WHAT TO DO => All lines of the material that contain "branch" must be copied out.

RECORDS SHOWN =>
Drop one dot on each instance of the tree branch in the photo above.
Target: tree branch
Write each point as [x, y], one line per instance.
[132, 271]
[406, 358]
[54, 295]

EXERCISE SOLUTION =>
Drop one dot on each instance of the tree branch in the photo above.
Target: tree branch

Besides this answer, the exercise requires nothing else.